| Required work |
Give the lines of all the entries below as a numbered list, with blank lines and the pictures left out.

| Supplied records |
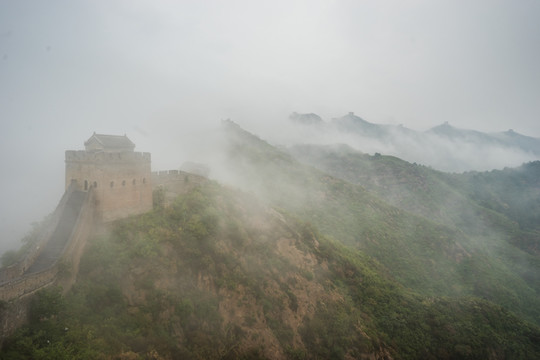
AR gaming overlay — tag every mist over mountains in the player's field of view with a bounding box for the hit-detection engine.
[282,112,540,172]
[4,119,540,360]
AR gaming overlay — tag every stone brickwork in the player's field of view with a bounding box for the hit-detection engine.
[66,150,152,222]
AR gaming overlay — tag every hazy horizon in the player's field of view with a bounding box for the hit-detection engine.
[0,0,540,252]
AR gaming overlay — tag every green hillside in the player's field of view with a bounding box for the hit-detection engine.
[4,182,540,359]
[0,122,540,359]
[219,124,540,324]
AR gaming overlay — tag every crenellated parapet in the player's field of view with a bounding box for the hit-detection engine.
[66,150,151,164]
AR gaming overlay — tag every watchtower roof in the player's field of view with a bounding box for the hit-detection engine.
[84,133,135,152]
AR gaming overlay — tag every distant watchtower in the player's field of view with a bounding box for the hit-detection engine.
[66,133,152,221]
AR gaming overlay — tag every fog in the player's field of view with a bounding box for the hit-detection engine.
[0,0,540,252]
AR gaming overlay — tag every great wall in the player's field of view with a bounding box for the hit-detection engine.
[0,133,204,346]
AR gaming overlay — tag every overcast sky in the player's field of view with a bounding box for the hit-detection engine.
[0,0,540,251]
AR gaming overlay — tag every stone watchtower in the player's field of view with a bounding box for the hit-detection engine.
[66,133,152,222]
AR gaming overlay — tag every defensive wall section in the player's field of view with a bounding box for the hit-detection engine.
[0,187,96,345]
[66,150,152,222]
[0,189,77,284]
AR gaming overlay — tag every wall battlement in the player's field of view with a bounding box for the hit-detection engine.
[66,150,151,163]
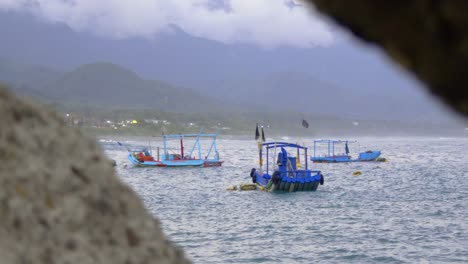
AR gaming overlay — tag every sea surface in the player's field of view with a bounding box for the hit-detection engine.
[100,136,468,263]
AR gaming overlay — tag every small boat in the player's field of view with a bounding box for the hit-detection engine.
[250,125,324,192]
[250,142,324,192]
[128,131,223,167]
[310,139,381,163]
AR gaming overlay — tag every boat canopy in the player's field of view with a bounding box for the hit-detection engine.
[263,142,307,149]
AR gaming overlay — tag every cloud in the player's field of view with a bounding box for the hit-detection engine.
[0,0,334,48]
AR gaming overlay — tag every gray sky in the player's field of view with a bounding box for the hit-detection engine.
[0,0,464,125]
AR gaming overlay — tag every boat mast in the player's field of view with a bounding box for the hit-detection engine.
[180,136,184,159]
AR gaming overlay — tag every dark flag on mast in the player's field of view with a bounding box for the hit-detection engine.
[255,124,260,140]
[262,126,265,142]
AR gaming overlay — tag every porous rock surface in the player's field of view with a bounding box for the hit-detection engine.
[0,87,189,264]
[305,0,468,117]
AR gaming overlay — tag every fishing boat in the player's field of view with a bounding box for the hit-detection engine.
[310,139,385,163]
[124,131,223,167]
[250,124,324,192]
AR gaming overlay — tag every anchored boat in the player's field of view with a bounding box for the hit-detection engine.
[128,132,223,167]
[310,139,385,163]
[250,126,324,192]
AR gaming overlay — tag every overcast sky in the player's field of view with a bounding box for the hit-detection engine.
[0,0,334,48]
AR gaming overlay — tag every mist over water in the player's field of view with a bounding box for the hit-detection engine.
[101,138,468,263]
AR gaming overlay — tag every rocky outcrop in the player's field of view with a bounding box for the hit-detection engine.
[0,87,189,264]
[306,0,468,116]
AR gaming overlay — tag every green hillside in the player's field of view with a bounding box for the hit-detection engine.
[37,62,224,112]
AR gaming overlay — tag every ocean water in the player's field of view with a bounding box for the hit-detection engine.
[100,137,468,263]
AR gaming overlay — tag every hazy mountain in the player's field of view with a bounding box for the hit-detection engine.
[0,62,224,112]
[0,12,462,126]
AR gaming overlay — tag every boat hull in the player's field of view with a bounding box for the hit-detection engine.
[255,171,324,192]
[310,150,381,163]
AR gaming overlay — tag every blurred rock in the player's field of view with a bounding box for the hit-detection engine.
[306,0,468,116]
[0,87,189,264]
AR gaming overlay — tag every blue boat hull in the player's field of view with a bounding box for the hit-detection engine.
[254,170,324,192]
[310,150,381,163]
[128,153,223,167]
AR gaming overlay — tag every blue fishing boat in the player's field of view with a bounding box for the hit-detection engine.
[128,131,223,167]
[310,139,385,163]
[250,127,324,192]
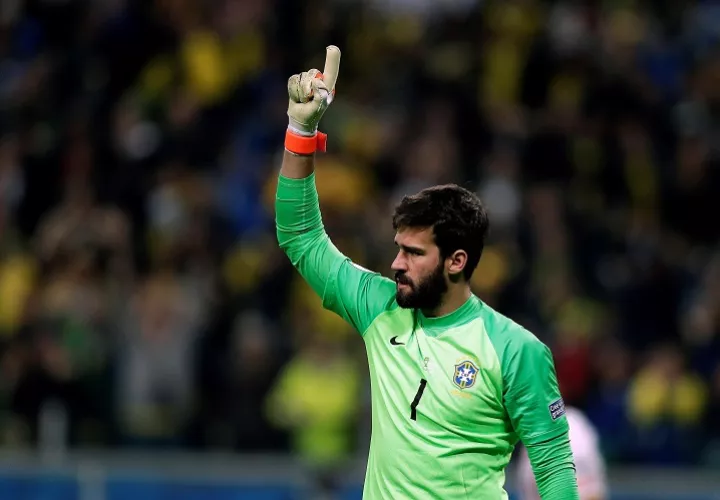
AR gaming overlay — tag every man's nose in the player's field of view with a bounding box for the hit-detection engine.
[390,254,407,271]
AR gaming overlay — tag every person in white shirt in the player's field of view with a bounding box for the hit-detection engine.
[516,407,608,500]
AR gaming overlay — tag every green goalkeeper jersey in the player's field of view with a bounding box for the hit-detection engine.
[276,175,578,500]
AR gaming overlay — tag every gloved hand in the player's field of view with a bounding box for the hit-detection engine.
[288,45,340,137]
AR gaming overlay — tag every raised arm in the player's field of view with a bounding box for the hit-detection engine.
[275,46,395,333]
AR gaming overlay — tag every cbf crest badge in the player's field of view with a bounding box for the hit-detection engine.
[453,360,478,389]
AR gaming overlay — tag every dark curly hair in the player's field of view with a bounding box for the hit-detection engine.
[393,184,490,280]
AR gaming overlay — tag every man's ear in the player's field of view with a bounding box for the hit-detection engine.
[445,250,467,276]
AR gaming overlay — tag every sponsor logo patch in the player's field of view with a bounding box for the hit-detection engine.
[548,398,565,420]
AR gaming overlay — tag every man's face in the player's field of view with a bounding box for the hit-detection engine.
[392,228,448,309]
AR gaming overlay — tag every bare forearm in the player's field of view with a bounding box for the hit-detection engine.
[280,149,315,179]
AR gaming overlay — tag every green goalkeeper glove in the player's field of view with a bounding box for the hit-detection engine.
[285,45,340,154]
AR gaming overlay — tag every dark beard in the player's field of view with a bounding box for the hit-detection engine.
[395,261,448,310]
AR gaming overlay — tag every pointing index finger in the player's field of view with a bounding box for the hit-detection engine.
[323,45,340,90]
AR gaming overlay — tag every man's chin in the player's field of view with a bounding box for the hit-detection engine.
[395,290,414,309]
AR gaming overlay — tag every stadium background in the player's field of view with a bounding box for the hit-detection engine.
[0,0,720,500]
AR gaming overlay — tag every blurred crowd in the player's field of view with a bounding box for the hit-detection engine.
[0,0,720,472]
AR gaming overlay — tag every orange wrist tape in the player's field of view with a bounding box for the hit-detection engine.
[285,129,327,155]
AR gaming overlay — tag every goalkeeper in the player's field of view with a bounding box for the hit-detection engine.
[276,46,578,500]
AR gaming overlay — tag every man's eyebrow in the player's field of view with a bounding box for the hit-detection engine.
[393,241,425,254]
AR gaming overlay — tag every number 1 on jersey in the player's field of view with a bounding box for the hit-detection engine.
[410,379,427,420]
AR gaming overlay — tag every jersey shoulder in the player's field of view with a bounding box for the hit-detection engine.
[481,304,547,361]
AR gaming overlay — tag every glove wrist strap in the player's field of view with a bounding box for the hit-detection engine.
[285,128,327,155]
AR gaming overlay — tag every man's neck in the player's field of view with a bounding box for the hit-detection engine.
[423,285,472,318]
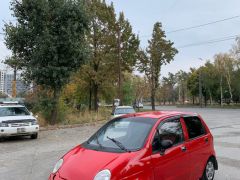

| Output of the exercise |
1. AR gaming overlay — tag every mist over mountains in the player's field of view with a bounding box for the hit-detection engine.
2. [282,112,540,172]
3. [4,119,540,360]
4. AR gaming overlay — tag every stone brickwork in the player's field of view with a bounding box for the hit-detection engine.
5. [66,150,152,222]
6. AR gaming overlay — tag every hazy horizon in the player's field of view with a bounding box for the hit-detection engine.
7. [0,0,540,252]
8. AR gaming overlay — tag every green hillside in the player's field of view with a bounding box for the hit-detection engine.
9. [4,182,540,359]
10. [0,122,540,359]
11. [219,124,540,324]
12. AR gaming overlay — tag every crenellated parapet in the player's field of view with a bounding box for the hit-detection engine.
13. [66,150,151,164]
14. AR gaming overlay — tag every watchtower roof in the player's field of view with a bounding box for the hit-detection engine.
15. [84,133,135,152]
16. AR gaming overlay — tag every distant watchtower in the player's field of view with a bounding box for the hit-detection engine.
17. [66,133,152,221]
18. AR gaming overlay — tag every fog in the player's field of view with a bounding box for the hit-detection engine.
19. [0,0,540,252]
20. AR gaming overlay — tag every great wall in the player's field of view with a bounding box for the hit-detection engine.
21. [0,133,204,346]
22. AR gaming overlay — tag every overcast sky in the player's field of view with a bounding box for the hit-detection engine.
23. [0,0,540,251]
24. AR gaming overlay — tag every stone watchtower in the player's field of view with a bounding box for the hit-detection engine.
25. [66,133,152,222]
26. AR gaming overlay — tag every defensive wall section in the player's field of view with a bounding box for the hit-detection engine.
27. [0,187,96,345]
28. [66,150,152,222]
29. [0,189,77,284]
30. AR gaming overlay — tag every wall battlement in the player's field of view with a bounding box for the hit-detection engine.
31. [66,150,151,163]
32. AR gaming overlay — tag every sea surface in the player's field of view with a bounding box for the hit-detection engine.
33. [100,136,468,263]
34. AR gaming overlay — tag every small boat in the player's field of view with a bounding box for the hit-detection engine.
35. [250,125,324,192]
36. [250,142,324,192]
37. [128,131,223,167]
38. [310,139,381,163]
39. AR gaming overlay — tag every boat canopy in the player's field of view with a bounding box for the hit-detection engine.
40. [263,142,307,149]
41. AR gaming overlay — tag every cloud in the player's field of view with a bounding box for the hit-detection engine.
42. [0,0,334,48]
43. AR gaming overlay — tag every gray sky in the player's field of view with a bounding box for the hit-detection engine.
44. [0,0,464,125]
45. AR gaming overlay — tag every boat mast in the player's field of view with a bounding box for the hit-detection engine.
46. [180,136,184,159]
47. AR gaming overlay — tag every dark flag on mast in the player's field of view with a bounding box for the hit-detection engine.
48. [255,124,260,140]
49. [262,126,265,142]
50. AR gaming overlay — tag every porous rock surface in the player's field of view with a bounding box for the hit-detection engine.
51. [0,87,189,264]
52. [305,0,468,117]
53. AR gaming overlay — tag every fishing boat in the player's field of view with a bounding box for the hit-detection engine.
54. [310,139,385,163]
55. [124,131,223,167]
56. [250,124,324,192]
57. AR gaming overlay — tag every anchored boat in the player's field of view with a bounding box for the hit-detection engine.
58. [128,132,223,167]
59. [310,139,385,163]
60. [250,126,324,192]
61. AR gaming overlay — tag every overcast sky in the player's field of view with a bounding box for the hit-detection engine.
62. [0,0,334,48]
63. AR gaming overlay — tag every mist over water in the player's field of view with a bounding box for the hit-detection engine.
64. [101,138,468,263]
65. AR gaming overlay — tag every rocky outcrop in the player's field of view with a bounding box for the hit-detection engine.
66. [0,87,189,264]
67. [306,0,468,116]
68. AR gaming overlay — tag every green hillside in the player's field of view with a bounding box for the hit-detection engine.
69. [37,62,224,112]
70. AR gaming overlay — tag every ocean water in the player's field of view with a bounding box for the hit-detection engine.
71. [100,137,468,263]
72. AR gaming overlay — tag every hazy mountain in the player's field of view with a bounding box for the hit-detection engine.
73. [0,62,224,112]
74. [0,12,462,126]
75. AR gaming overlay — tag every boat hull in the player's field of view with a bounding box for the hit-detection engine.
76. [255,171,324,192]
77. [310,150,381,163]
78. AR gaming overlay — tag every blurred rock in the player's field of view with a bounding box for the hit-detection engine.
79. [306,0,468,116]
80. [0,87,189,264]
81. AR gaming overlay — tag every blue boat hull in the player's field of view with a bounding box for the hit-detection engine.
82. [254,170,324,192]
83. [310,150,381,163]
84. [128,153,223,167]
85. AR gaming overlay — tag every blue fishing boat in the player's field of view with a bounding box for the hit-detection engine.
86. [128,131,223,167]
87. [310,139,385,163]
88. [250,127,324,192]
89. AR gaming overlay — tag every man's nose in the player's field of view with a bounding box for the hit-detection engine.
90. [390,254,407,271]
91. AR gaming overlay — tag every person in white shirt in the player's field of view with a bounding box for the hit-detection engine.
92. [516,407,608,500]
93. AR gaming overlay — tag every green goalkeeper jersey in the player's field of view with a bounding box for the hit-detection engine.
94. [276,175,578,500]
95. AR gaming overlay — tag every gloved hand in the player's field of view with a bounding box for the hit-detection engine.
96. [288,45,340,137]
97. AR gaming overlay — tag every raised arm in the player's field of view with a bounding box for the hit-detection engine.
98. [275,46,395,333]
99. AR gaming overlay — tag every cbf crest badge in the player's field of view with a bounding box for the hit-detection engine.
100. [453,360,478,389]
101. AR gaming overlay — tag every dark curly hair in the player's field of view with a bounding box for the hit-detection engine.
102. [393,184,490,280]
103. AR gaming overlay — tag every man's ear in the player's field of view with a bounding box for the hit-detection engine.
104. [445,250,467,276]
105. AR gaming overlay — tag every sponsor logo patch in the player's field of view with a bounding box for the hit-detection engine.
106. [548,398,565,420]
107. AR gaming overlay — tag every man's face in the player's field of view with a bounding box for the hit-detection engine.
108. [392,228,448,309]
109. AR gaming overlay — tag every bare forearm in the player's field of view with a bounding box for the hit-detection engine.
110. [280,149,315,179]
111. AR gaming overlay — tag every green goalkeeper glove in the player's field of view with a bounding box for the hit-detection engine.
112. [285,45,340,154]
113. AR gaming overlay — tag every dark beard in the player's field of view with a bounding box for the hit-detection engine.
114. [395,261,448,310]
115. AR gaming overlay — tag every pointing index finger in the player's field of view with a bounding box for the hit-detection engine.
116. [323,45,340,90]
117. AR gaming overlay — tag every man's chin in the player's field of view with a bounding box for the hit-detection engine.
118. [395,290,414,309]
119. AR gaming overlay — tag every stadium background in the player's field of view with a bounding box for the hit-detection engine.
120. [0,0,720,500]
121. AR gaming overlay — tag every blurred crowd in the player's field of view with a bounding box for the hit-detection engine.
122. [0,0,720,472]
123. AR gaming overlay — tag every orange wrist tape in the player's field of view with a bounding box for the hit-detection engine.
124. [285,129,327,155]
125. AR gaming overlay — tag every goalkeeper in the player's field of view with a bounding box for the hit-detection engine.
126. [276,46,578,500]
127. AR gaming overlay — tag every man's eyebrow in the player's field of view with a bounding box for the hit-detection engine.
128. [393,241,425,254]
129. AR gaming overlay — tag every number 1 on jersey in the player's field of view with a bounding box for the hit-detection engine.
130. [410,379,427,420]
131. AR gaming overlay — tag every jersey shoulder in the player's field of view with a bounding box for the hit-detection engine.
132. [481,304,547,361]
133. AR gaming overlay — tag every glove wrist strap in the player's field of view with a bounding box for the hit-detection engine.
134. [285,128,327,155]
135. AR gaming overlay — tag every man's neck in the player's field of view with a bounding box for the hit-detection engine.
136. [423,285,472,318]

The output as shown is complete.